*Consignes*.
1. Répondez à ces questions d'après la discussion sur gnome :
(a) Quelle configuration Mac Cloud évoque-t-il dans son premier message ?
(b) Quel gestionnaire de fenêtres a été installé pour remplacer gnome ?
(c) Depuis combien de temps durent les tentatives pour régler le problème, selon le premier message ?
2. Recopiez sans rien changer le passage de la discussion sur gnome qui commence à "Bon voila je" et se termine à "kde en plus).".

*Extrait du document*.
──────────────────────────────

# [gnome-vfs] gros problème avec gnome

## RyuuKa

Bon voila je sais pas trop c'est du à quoi mais voila mon problème:

Tant que je suis pas connecte au net mon gnome ne plante pas (si parfois mon nautilus), mais des que je suis sur le net, la mon nautilus j'en parle meme plus, je vais sur le net pour sauver unfichier ou quoi barda mon epiphany et mon nautilus plante, epiphany redem mais pas nautilus j ai plus d icone plus de gestion de fichier. Je veux relancer gnome, je suis obliger de redemarer mon interface graphique avec tr + alt + (la touche retour arrière). La je veux relancer gnome, pas moyen il reste coincer sur le splash. J'en ai eu marre et j'ai emere une fluxbox (bon je suis sur un portable et j avais pas la place pour metre kde en plus). 

Mais sous fluxbox le faite de lancer une application gnome (gnome-console, nautilus vu qu'il uti les app de gnome) ca prend plein de temps, ca devrait pas être plus rapide en fluxbox? et le problème pour sauver un fichier depuis le net reste identique en flux box 

Je me demandais soit comment faire pour réparer mon gnome soir comment faire pour dire a fluxbox d'utiliser les fichier de kde (que j ai tjs pas emerger a part kdelibs)

bon si vous m'avez pas compris dsl je suis un peu au boutdu rouleau ca fait 1 semaines que j 'essaye de regler ca et je m'était qu'avec la fin de l'emerge world ce serait passé, mais pas. 

qqu pourrati m'aider:(

----------

## Mac Cloud

Centrino + intel 810 + xorg ?

----------

## RyuuKa

ben oui mais je suis deja revenu sur l ancien xorg

----------

## Mac Cloud

 *RyuuKa wrote:*   

> ben oui mais je suis deja revenu sur l ancien xorg

 

Problème deja rencontré ... désolé mais on a pas trouver de solution ....  :Crying or Very sad: 

----------

## sireyessire

 *Mac Cloud wrote:*   

> Centrino + intel 810 + xorg ?

 

C'est quoi le problème ? car j'ai 2 des 3 conditions indiqués ici et je me demande quel est le problème potentiel  :Very Happy: 

----------

## bosozoku

va changer ton titre suivant ce lien : https://forums.gentoo.org/viewtopic.php?t=69179 merci  :Wink: 

----------

## sireyessire

 *bosozoku wrote:*   

> va changer ton titre suivant ce lien : https://forums.gentoo.org/viewtopic.php?t=69179 merci 

 

soit pas aggressif comme ça il avait mis les crochets mais il savait pas trop à quoi c'était du.

──────────────────────────────

Un bloc de données:
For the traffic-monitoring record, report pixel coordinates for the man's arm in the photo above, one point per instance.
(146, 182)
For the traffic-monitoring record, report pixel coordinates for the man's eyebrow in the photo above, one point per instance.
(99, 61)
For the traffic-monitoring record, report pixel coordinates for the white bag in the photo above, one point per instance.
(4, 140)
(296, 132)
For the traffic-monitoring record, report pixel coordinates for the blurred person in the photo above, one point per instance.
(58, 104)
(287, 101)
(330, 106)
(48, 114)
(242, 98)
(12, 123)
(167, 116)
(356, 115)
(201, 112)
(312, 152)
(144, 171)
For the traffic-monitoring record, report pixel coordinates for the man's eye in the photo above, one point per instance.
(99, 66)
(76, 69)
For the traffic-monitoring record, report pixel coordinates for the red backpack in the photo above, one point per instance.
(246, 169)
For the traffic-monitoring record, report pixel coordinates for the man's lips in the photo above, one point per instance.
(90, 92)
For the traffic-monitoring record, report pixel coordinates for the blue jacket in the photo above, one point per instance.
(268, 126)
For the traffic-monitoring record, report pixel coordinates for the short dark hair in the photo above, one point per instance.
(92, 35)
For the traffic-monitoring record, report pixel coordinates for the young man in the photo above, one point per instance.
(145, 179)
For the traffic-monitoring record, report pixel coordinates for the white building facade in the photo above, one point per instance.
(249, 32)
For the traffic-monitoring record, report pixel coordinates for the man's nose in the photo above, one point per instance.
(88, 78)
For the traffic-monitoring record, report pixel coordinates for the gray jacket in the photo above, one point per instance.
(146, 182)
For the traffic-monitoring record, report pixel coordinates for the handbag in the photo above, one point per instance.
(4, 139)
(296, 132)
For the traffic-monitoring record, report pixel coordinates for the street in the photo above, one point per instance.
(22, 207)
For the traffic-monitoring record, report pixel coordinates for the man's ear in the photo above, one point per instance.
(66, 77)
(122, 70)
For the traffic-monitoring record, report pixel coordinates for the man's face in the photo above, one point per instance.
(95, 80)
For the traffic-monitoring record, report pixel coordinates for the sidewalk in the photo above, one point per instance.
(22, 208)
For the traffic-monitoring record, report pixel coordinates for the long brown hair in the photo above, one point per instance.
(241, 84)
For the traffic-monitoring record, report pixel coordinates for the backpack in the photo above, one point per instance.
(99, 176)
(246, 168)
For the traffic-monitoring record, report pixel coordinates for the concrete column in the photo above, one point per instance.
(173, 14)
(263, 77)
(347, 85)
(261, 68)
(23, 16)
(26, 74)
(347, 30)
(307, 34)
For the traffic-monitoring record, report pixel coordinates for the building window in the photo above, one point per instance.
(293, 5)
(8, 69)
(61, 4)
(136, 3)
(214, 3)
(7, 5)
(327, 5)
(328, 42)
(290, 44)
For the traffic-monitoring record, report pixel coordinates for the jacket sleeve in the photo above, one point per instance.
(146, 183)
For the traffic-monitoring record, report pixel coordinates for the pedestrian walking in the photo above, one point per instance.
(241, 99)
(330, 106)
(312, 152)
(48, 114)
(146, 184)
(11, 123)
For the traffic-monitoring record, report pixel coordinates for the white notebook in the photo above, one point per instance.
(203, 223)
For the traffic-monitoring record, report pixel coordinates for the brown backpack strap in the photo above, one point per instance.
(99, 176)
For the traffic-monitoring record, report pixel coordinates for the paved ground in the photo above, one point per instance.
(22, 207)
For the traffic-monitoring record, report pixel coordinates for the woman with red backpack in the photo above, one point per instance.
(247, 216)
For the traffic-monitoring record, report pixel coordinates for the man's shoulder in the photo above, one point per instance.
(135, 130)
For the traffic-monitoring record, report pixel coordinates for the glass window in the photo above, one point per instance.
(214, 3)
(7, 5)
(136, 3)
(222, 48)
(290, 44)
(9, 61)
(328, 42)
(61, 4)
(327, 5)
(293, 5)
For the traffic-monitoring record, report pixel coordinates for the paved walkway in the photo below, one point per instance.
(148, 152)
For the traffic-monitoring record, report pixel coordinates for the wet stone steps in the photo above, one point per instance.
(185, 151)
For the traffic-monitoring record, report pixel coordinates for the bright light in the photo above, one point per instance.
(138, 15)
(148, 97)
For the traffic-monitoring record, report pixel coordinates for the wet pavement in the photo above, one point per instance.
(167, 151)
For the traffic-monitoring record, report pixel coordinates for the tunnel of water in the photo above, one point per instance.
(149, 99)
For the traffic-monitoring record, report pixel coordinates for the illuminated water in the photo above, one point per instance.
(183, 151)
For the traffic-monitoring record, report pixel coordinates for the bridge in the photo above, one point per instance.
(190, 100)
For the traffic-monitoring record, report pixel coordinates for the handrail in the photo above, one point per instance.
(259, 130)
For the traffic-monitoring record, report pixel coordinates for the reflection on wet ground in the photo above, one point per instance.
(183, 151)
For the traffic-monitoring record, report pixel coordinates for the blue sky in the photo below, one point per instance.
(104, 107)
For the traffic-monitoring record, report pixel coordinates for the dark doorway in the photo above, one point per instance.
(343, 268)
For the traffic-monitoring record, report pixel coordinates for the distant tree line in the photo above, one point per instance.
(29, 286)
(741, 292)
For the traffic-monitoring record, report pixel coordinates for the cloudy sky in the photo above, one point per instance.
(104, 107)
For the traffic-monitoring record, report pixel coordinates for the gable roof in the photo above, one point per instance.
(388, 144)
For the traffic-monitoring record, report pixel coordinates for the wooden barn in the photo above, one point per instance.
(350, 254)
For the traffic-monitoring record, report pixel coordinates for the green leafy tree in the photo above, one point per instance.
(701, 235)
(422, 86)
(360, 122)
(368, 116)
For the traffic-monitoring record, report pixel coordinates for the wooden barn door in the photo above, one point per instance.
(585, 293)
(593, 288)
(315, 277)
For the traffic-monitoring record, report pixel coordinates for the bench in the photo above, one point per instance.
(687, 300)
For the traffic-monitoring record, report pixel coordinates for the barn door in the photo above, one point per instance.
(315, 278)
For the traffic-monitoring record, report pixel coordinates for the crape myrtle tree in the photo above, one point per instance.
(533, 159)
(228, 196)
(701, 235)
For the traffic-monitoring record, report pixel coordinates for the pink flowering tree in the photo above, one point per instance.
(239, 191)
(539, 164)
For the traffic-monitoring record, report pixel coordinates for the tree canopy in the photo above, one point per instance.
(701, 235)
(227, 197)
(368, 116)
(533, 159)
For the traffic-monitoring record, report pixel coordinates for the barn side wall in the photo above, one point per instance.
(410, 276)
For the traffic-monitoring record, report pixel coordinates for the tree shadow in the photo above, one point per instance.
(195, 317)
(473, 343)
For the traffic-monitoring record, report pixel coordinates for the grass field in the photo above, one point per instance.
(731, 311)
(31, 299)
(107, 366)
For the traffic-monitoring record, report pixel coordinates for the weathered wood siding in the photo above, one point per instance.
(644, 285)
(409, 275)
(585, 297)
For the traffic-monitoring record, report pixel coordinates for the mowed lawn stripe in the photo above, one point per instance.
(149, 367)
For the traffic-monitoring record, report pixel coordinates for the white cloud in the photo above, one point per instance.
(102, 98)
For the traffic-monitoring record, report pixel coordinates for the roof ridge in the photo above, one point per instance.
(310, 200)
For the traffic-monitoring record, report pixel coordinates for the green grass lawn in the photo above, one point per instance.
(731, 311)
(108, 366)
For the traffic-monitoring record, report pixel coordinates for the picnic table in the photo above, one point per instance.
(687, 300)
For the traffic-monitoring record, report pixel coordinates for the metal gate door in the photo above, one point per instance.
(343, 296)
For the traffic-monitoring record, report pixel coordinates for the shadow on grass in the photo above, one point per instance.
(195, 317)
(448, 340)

──────────────────────────────

*Réponses aux questions*.
1.
(a) Centrino + intel 810 + xorg
(b) Fluxbox
(c) Une semaine

2.
Bon voila je sais pas trop c'est du à quoi mais voila mon problème:

Tant que je suis pas connecte au net mon gnome ne plante pas (si parfois mon nautilus), mais des que je suis sur le net, la mon nautilus j'en parle meme plus, je vais sur le net pour sauver unfichier ou quoi barda mon epiphany et mon nautilus plante, epiphany redem mais pas nautilus j ai plus d icone plus de gestion de fichier. Je veux relancer gnome, je suis obliger de redemarer mon interface graphique avec tr + alt + (la touche retour arrière). La je veux relancer gnome, pas moyen il reste coincer sur le splash. J'en ai eu marre et j'ai emere une fluxbox (bon je suis sur un portable et j avais pas la place pour metre kde en plus).